- _GIVEN PROBLEM_: Reproduce, word for word, the stretch of the items below that runs from the line containing "Each instance of the gravel" through the last line of the items.
-- start --
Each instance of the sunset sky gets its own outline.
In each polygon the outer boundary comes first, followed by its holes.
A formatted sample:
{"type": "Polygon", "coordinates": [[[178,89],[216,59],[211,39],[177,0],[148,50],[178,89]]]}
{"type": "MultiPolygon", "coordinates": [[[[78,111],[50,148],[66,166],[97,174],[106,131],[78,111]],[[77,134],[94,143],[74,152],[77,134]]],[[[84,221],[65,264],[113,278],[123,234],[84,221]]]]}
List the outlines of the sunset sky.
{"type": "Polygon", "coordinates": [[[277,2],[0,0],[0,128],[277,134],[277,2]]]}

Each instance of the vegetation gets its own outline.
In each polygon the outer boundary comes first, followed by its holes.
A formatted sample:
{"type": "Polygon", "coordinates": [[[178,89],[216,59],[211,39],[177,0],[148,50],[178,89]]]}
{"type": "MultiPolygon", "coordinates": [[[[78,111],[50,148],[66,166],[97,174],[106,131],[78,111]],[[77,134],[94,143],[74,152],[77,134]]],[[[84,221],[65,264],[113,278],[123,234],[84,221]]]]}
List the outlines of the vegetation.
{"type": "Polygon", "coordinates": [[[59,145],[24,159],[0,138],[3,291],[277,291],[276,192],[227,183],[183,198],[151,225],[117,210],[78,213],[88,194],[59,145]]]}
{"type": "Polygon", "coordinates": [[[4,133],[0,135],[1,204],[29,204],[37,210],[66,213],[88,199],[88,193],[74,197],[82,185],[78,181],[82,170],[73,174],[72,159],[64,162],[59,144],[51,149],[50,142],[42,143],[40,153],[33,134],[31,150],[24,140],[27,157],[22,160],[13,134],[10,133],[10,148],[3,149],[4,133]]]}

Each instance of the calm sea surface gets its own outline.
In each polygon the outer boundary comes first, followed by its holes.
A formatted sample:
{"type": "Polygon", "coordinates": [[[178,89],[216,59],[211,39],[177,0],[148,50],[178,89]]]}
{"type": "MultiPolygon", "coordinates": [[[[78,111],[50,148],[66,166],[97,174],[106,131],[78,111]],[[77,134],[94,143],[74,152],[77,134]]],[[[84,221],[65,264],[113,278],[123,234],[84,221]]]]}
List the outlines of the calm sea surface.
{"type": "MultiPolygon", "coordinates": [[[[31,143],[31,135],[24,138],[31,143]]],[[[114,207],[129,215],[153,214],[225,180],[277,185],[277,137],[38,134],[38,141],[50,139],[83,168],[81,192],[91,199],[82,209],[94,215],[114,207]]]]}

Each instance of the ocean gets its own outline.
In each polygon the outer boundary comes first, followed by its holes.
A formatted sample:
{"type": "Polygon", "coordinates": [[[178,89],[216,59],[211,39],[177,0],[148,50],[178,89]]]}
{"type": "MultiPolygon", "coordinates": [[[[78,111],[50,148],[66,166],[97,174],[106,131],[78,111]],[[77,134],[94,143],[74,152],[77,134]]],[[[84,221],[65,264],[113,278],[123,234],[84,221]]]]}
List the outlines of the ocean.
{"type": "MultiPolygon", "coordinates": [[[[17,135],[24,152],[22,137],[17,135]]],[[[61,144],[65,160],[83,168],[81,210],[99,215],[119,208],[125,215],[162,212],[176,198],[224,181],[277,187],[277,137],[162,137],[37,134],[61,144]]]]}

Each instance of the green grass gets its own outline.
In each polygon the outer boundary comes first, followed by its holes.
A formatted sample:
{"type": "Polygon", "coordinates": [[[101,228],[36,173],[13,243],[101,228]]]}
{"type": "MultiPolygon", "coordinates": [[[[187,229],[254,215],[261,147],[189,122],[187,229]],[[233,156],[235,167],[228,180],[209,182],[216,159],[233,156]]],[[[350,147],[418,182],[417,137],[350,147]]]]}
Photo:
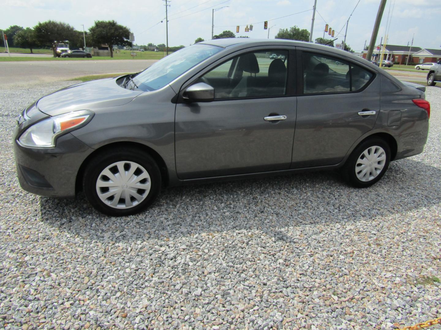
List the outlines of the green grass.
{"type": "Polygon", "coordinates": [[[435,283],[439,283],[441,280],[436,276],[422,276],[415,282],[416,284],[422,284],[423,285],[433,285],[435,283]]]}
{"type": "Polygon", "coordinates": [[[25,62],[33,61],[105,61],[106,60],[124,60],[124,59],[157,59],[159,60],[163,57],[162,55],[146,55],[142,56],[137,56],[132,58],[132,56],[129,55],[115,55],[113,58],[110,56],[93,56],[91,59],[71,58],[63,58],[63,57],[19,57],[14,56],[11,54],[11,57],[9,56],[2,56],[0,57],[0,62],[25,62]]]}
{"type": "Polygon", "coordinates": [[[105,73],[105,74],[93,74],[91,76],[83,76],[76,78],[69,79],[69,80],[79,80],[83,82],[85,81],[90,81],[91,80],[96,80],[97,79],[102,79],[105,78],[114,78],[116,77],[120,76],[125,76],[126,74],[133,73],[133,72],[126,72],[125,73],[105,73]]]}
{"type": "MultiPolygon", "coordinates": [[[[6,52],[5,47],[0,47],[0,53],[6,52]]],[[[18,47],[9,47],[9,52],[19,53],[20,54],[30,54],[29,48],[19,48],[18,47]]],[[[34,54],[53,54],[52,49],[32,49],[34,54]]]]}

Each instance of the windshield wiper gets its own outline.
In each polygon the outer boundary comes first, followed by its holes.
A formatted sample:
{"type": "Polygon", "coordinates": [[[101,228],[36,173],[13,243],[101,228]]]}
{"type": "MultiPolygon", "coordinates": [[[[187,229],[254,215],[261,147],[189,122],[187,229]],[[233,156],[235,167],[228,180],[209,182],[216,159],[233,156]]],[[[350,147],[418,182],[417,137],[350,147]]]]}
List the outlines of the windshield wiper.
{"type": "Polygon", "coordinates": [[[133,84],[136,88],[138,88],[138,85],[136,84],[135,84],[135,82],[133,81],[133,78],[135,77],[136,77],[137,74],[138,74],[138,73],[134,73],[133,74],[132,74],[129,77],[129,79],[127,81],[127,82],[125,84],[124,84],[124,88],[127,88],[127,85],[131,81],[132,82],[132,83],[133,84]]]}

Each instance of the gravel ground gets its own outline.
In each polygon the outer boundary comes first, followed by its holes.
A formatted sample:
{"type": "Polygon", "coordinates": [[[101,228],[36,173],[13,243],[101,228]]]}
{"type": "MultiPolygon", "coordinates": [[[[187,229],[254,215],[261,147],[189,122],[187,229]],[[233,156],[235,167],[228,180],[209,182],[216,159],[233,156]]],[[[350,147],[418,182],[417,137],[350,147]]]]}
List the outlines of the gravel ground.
-- end --
- _WORKED SOLUTION_:
Each instance of the gravel ground gets its own outline.
In each polygon the outer boundary comes first, followed by its holes.
A formatted sample:
{"type": "Polygon", "coordinates": [[[101,228],[36,173],[13,243],[101,228]]]}
{"type": "MultiPolygon", "coordinates": [[[[187,229],[254,215],[261,147],[189,122],[187,229]],[[233,156],[235,167],[228,180],[209,182],[216,159],[233,156]]],[[[350,147],[418,182],[417,137],[350,147]]]]}
List the outlines of the gravel ground.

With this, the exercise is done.